原文段落.
- - - -
Day 2 · Student handout

Voice AI pipeline

Learners map VAD, diarization, overlap handling, hotword correction, ASR, TTS latency, model inventory, and latency evidence.

June 2026 Canonical in the 7-day tutorial Full local lesson

Day 2: Voice AI pipeline

今日目標

你要把語音 AI 從「模型」拆成可評估、可替換、可部署的 pipeline。

核心流程

microphone / audio file
-> resampling / mono conversion
-> VAD
-> ASR
-> diarization
-> text cleaning
-> punctuation
-> hotword correction
-> downstream RAG / agent
-> TTS
-> playback
-> latency and quality logs

ASR

ASR 是 Automatic Speech Recognition,把語音轉成文字。

你要把自己的 ASR 經驗整理成 case study,但在 public repo 只保留 generalized pattern:

Problem:
  低取樣率電話語音、噪音、口音、專有名詞造成 baseline ASR 錯誤。

Baseline:
  記錄原始模型、資料切分、WER / CER、錯誤類型。

Method:
  VAD 切段、transcript cleaning、LoRA / partial fine-tune、
  train / validation / test split、錯誤分析。

Result:
  在 private model card 中保存具體數字;public 教程只保存方法。
- - - -
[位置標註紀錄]
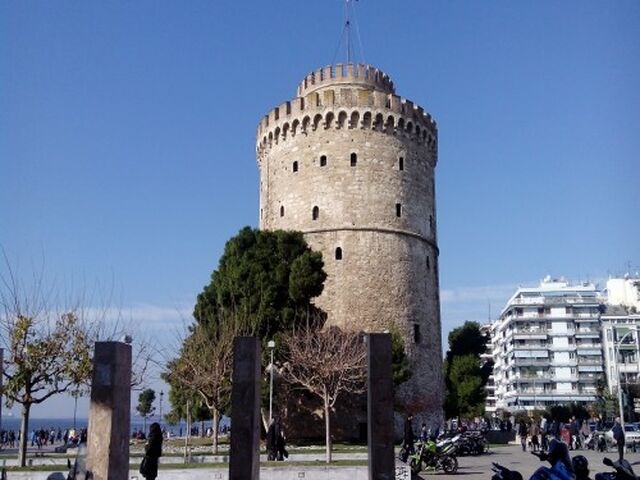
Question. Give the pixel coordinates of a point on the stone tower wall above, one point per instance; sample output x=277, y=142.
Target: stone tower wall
x=351, y=165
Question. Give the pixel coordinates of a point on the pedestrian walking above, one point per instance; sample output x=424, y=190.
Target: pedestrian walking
x=618, y=436
x=522, y=431
x=152, y=452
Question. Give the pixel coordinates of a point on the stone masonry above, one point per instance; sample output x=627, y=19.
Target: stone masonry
x=351, y=165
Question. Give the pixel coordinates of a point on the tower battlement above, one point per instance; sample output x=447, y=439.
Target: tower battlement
x=346, y=97
x=351, y=165
x=348, y=73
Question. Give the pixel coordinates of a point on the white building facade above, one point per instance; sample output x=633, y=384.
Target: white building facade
x=547, y=348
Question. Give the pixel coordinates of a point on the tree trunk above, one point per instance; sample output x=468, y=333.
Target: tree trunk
x=327, y=427
x=216, y=420
x=24, y=433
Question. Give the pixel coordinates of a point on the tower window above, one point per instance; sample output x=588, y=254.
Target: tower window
x=416, y=333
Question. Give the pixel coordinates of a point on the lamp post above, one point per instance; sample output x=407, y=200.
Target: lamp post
x=272, y=345
x=619, y=382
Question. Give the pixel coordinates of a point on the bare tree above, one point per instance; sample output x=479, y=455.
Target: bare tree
x=47, y=349
x=204, y=367
x=327, y=363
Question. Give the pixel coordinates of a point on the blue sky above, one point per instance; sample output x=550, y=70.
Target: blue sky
x=127, y=136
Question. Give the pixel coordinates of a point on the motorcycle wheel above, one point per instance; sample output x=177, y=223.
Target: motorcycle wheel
x=449, y=464
x=403, y=455
x=416, y=466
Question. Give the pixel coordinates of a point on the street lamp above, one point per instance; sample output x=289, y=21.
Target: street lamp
x=616, y=346
x=272, y=345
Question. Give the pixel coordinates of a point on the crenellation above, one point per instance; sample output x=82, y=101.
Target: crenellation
x=376, y=213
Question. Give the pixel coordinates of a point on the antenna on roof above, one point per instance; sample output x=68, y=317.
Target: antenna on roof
x=349, y=16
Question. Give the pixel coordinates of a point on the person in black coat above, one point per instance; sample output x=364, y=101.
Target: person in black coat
x=618, y=436
x=408, y=437
x=152, y=452
x=272, y=450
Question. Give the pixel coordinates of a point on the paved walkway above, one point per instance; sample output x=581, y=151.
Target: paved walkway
x=470, y=468
x=512, y=457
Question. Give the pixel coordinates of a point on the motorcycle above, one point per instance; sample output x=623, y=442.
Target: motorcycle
x=471, y=443
x=438, y=456
x=623, y=471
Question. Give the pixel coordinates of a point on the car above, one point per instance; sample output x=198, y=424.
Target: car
x=631, y=434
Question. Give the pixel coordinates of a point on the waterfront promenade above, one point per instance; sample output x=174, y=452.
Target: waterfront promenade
x=352, y=466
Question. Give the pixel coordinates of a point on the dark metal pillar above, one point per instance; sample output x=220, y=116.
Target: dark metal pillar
x=244, y=455
x=380, y=407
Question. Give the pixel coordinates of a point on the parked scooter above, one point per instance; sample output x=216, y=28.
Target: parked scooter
x=623, y=470
x=437, y=456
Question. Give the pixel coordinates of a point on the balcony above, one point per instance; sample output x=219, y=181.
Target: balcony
x=562, y=348
x=531, y=362
x=590, y=360
x=567, y=333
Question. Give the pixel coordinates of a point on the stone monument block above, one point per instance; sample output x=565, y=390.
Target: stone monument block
x=380, y=407
x=109, y=412
x=244, y=455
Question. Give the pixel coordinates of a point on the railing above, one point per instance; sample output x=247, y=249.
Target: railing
x=590, y=361
x=531, y=361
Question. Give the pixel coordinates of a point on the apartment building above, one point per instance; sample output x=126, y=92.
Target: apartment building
x=546, y=347
x=620, y=332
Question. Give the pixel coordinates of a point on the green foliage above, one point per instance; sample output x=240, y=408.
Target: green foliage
x=263, y=286
x=465, y=394
x=43, y=357
x=179, y=398
x=467, y=340
x=465, y=374
x=267, y=278
x=145, y=402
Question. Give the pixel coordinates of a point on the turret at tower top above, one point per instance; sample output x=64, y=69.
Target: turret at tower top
x=346, y=74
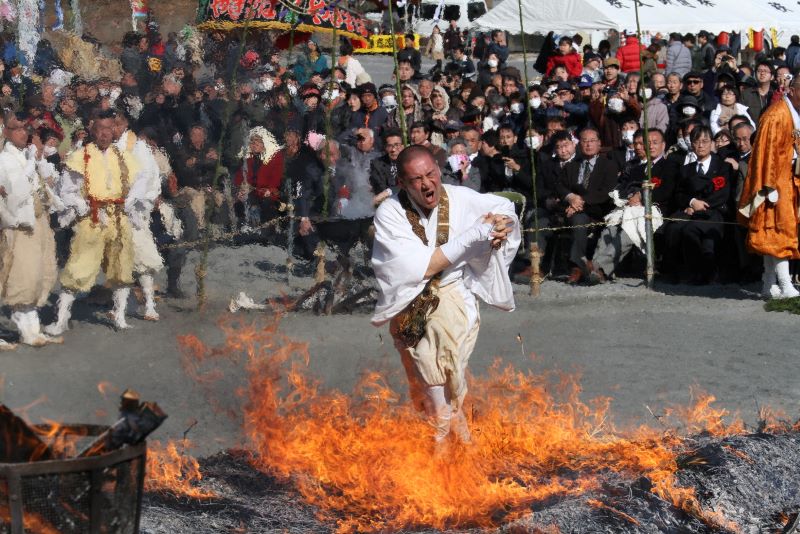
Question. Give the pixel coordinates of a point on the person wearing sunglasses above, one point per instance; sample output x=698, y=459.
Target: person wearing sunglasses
x=693, y=86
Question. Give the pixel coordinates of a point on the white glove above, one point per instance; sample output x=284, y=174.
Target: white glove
x=772, y=196
x=462, y=247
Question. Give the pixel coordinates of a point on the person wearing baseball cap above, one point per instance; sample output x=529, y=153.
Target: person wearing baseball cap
x=611, y=72
x=375, y=115
x=313, y=120
x=592, y=66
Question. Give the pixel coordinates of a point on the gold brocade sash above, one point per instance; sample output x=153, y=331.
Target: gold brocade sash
x=412, y=321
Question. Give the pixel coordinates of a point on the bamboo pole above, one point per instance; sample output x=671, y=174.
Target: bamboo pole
x=401, y=113
x=647, y=186
x=201, y=269
x=535, y=253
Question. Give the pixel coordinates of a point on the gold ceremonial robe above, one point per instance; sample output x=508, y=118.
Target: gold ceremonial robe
x=772, y=227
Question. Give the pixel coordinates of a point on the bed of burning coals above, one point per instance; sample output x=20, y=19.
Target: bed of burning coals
x=542, y=459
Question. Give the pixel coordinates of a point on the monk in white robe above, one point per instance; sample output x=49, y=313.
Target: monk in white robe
x=139, y=207
x=27, y=246
x=464, y=255
x=98, y=181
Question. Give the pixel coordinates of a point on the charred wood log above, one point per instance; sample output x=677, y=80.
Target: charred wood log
x=137, y=421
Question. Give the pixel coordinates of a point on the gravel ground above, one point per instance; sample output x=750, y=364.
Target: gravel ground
x=637, y=346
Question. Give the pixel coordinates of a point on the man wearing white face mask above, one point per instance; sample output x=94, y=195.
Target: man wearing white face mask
x=701, y=101
x=624, y=154
x=682, y=151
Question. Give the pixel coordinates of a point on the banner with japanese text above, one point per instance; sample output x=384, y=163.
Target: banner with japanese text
x=302, y=15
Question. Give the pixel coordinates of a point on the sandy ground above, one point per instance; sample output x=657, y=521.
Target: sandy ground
x=637, y=346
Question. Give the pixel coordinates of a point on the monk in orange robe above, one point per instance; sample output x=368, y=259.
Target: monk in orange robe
x=769, y=199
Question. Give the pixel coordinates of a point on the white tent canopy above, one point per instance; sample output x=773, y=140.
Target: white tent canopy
x=787, y=12
x=665, y=16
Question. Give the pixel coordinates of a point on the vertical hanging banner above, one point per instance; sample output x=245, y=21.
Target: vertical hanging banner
x=138, y=11
x=28, y=28
x=302, y=15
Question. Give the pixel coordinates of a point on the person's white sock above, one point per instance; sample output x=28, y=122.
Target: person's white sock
x=440, y=412
x=769, y=280
x=785, y=280
x=150, y=313
x=61, y=325
x=120, y=304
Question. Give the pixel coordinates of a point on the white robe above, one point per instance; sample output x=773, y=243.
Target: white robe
x=400, y=258
x=21, y=177
x=140, y=202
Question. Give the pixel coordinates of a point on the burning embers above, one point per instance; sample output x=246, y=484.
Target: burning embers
x=365, y=460
x=21, y=442
x=58, y=478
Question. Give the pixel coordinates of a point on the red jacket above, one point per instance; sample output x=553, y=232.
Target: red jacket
x=571, y=61
x=267, y=178
x=628, y=55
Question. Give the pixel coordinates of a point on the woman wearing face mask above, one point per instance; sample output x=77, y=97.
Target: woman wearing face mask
x=657, y=112
x=440, y=102
x=703, y=194
x=309, y=62
x=410, y=105
x=435, y=48
x=487, y=70
x=728, y=106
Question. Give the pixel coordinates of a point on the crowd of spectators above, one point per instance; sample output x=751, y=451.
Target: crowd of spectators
x=251, y=128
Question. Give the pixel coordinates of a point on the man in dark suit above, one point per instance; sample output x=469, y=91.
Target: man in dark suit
x=584, y=187
x=614, y=243
x=383, y=170
x=625, y=153
x=548, y=174
x=703, y=194
x=410, y=53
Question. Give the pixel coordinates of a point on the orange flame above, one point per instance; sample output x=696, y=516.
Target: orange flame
x=367, y=462
x=171, y=470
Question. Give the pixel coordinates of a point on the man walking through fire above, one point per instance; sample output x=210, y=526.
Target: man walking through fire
x=437, y=248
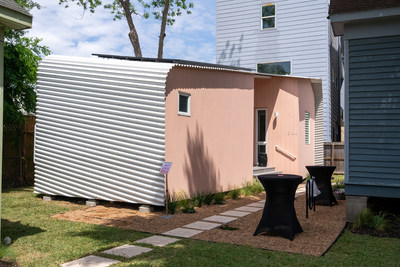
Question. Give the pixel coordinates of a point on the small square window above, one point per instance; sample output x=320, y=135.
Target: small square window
x=184, y=104
x=282, y=68
x=268, y=16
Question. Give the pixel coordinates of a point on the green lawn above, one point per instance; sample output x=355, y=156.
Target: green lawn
x=39, y=240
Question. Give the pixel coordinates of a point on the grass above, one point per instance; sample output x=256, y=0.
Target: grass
x=40, y=240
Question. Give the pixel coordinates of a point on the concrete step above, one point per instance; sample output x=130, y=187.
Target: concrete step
x=264, y=170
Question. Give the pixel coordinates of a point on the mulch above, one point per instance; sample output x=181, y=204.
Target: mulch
x=320, y=230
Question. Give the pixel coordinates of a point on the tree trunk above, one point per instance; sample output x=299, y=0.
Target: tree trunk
x=162, y=31
x=133, y=36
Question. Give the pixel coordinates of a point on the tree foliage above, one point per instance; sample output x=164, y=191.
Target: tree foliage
x=21, y=59
x=164, y=10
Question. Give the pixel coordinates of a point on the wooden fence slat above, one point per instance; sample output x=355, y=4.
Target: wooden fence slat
x=18, y=140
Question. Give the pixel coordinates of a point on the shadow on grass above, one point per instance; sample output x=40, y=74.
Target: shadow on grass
x=110, y=234
x=16, y=230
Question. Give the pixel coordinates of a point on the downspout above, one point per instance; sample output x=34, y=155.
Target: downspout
x=1, y=109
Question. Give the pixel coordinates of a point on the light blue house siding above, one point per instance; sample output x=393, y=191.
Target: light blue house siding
x=373, y=110
x=302, y=36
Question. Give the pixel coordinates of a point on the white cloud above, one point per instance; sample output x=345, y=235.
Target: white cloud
x=67, y=31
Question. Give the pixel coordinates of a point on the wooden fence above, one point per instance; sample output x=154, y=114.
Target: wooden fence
x=18, y=141
x=334, y=156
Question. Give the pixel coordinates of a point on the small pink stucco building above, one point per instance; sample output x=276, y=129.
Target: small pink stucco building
x=105, y=126
x=215, y=146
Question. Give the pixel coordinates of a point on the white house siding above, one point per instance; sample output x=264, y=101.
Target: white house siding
x=100, y=130
x=301, y=36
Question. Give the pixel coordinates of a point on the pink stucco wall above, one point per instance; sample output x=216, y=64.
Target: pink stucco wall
x=290, y=97
x=212, y=150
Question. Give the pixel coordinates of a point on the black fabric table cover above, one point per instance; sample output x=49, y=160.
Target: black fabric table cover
x=323, y=175
x=279, y=215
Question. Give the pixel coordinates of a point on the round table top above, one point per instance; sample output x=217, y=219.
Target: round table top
x=320, y=167
x=280, y=176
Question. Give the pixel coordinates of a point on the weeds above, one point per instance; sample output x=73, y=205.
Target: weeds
x=219, y=198
x=252, y=188
x=208, y=198
x=338, y=182
x=172, y=205
x=234, y=194
x=366, y=219
x=198, y=199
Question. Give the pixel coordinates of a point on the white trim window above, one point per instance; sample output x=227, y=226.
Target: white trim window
x=183, y=104
x=268, y=16
x=282, y=68
x=307, y=127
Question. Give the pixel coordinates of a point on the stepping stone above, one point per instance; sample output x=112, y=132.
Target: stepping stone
x=127, y=251
x=203, y=225
x=235, y=213
x=90, y=261
x=158, y=241
x=256, y=205
x=246, y=208
x=220, y=219
x=182, y=232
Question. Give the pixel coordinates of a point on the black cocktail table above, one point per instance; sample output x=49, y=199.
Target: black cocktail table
x=279, y=216
x=323, y=175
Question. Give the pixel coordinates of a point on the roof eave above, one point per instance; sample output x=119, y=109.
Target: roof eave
x=14, y=20
x=338, y=20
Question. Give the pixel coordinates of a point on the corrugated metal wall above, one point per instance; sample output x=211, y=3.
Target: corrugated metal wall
x=374, y=115
x=100, y=131
x=319, y=123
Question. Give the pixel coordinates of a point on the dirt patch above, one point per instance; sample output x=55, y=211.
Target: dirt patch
x=320, y=230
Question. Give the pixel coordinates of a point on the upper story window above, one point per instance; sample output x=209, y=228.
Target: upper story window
x=183, y=104
x=268, y=16
x=282, y=68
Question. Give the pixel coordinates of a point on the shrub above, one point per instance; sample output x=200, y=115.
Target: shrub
x=234, y=194
x=364, y=219
x=188, y=209
x=252, y=188
x=198, y=199
x=338, y=182
x=208, y=198
x=379, y=222
x=172, y=205
x=219, y=198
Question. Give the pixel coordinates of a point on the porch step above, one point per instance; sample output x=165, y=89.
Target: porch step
x=264, y=170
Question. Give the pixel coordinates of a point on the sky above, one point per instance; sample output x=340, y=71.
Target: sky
x=70, y=31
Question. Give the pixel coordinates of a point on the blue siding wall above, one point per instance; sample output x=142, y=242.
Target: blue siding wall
x=374, y=117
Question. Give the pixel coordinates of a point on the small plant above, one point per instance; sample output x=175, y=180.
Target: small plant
x=338, y=182
x=172, y=205
x=234, y=194
x=252, y=188
x=246, y=190
x=208, y=198
x=184, y=203
x=219, y=198
x=188, y=209
x=198, y=200
x=364, y=219
x=379, y=222
x=257, y=186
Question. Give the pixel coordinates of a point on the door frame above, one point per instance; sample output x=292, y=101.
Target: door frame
x=257, y=143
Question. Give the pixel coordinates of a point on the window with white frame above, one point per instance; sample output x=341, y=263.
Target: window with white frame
x=268, y=16
x=282, y=68
x=183, y=104
x=307, y=127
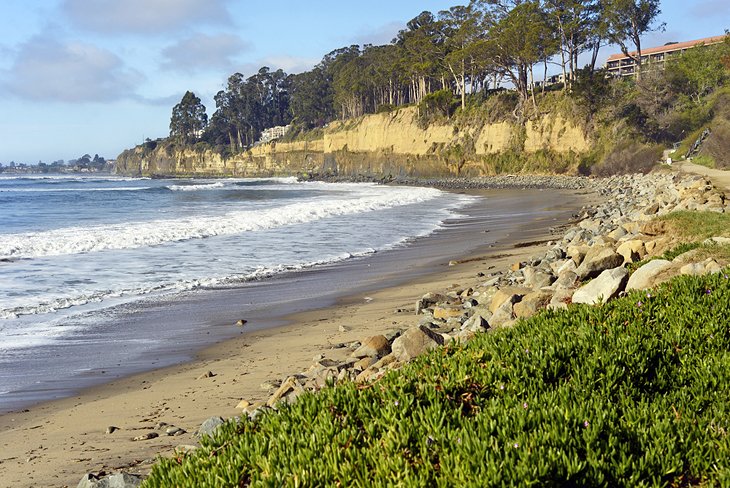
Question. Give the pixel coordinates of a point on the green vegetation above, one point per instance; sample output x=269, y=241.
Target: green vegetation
- - - -
請續寫上方的語音 AI pipeline 講義,從其最後一句之後接著寫下去。

Failure modes:
  數字、地址、人名、產品名、電話壓縮、重疊語音、方言、code-switching。

初學者要記住:企業 ASR 不只看平均 WER。更重要的是 business-critical term accuracy:

客戶姓名
公司名稱
商品名稱
金額
日期
地址
法規詞
醫療/金融/半導體專有名詞

VAD

VAD 是 Voice Activity Detection,判斷哪段音訊有人聲。

成熟說法:

VAD = voice probability model + energy threshold + smoothing

不要只說「用分貝判斷」。實務上要處理:

frame size: 10ms / 20ms / 30ms
voice probability threshold
minimum speech duration
minimum silence duration
pre-roll / post-roll
hysteresis 防止開開關關

可用套件:

webrtcvad
silero-vad
pyannote.audio

Diarization

Diarization 回答 who spoke when。它不是 ASR。

流程:

audio
-> speech activity detection
-> speaker turn segmentation
-> speaker embedding
-> clustering
-> speaker label assignment
-> post-processing

指標:

DER: diarization error rate
JER: Jaccard error rate

企業例子:

AI Coach 要評分業務是否打斷客戶。
如果 speaker attribution 錯,把客戶的話算到業務身上,評分就失效。

Overlap speech

兩個人同時講話時,不能只靠一般 diarization。

拆成:

overlap detection
source separation
multi-label diarization
speaker attribution

第一週不用完整解決,但要把 limitation 說清楚。

Hotwords / contextual biasing

Hotwords 是讓系統更重視特定詞,例如公司名、產品型號、客戶姓名、藥名、GPU 型號、機台名稱。

一週內先做 post-ASR correction:

ASR output
-> domain lexicon
-> fuzzy match
-> candidate correction
-> confidence threshold
-> correction audit log

詞表 schema:

{
  "term": "A6000",
  "aliases": ["A 六千", "欸六千"],
  "category": "GPU",
  "priority": 0.9,
  "domain": "infrastructure"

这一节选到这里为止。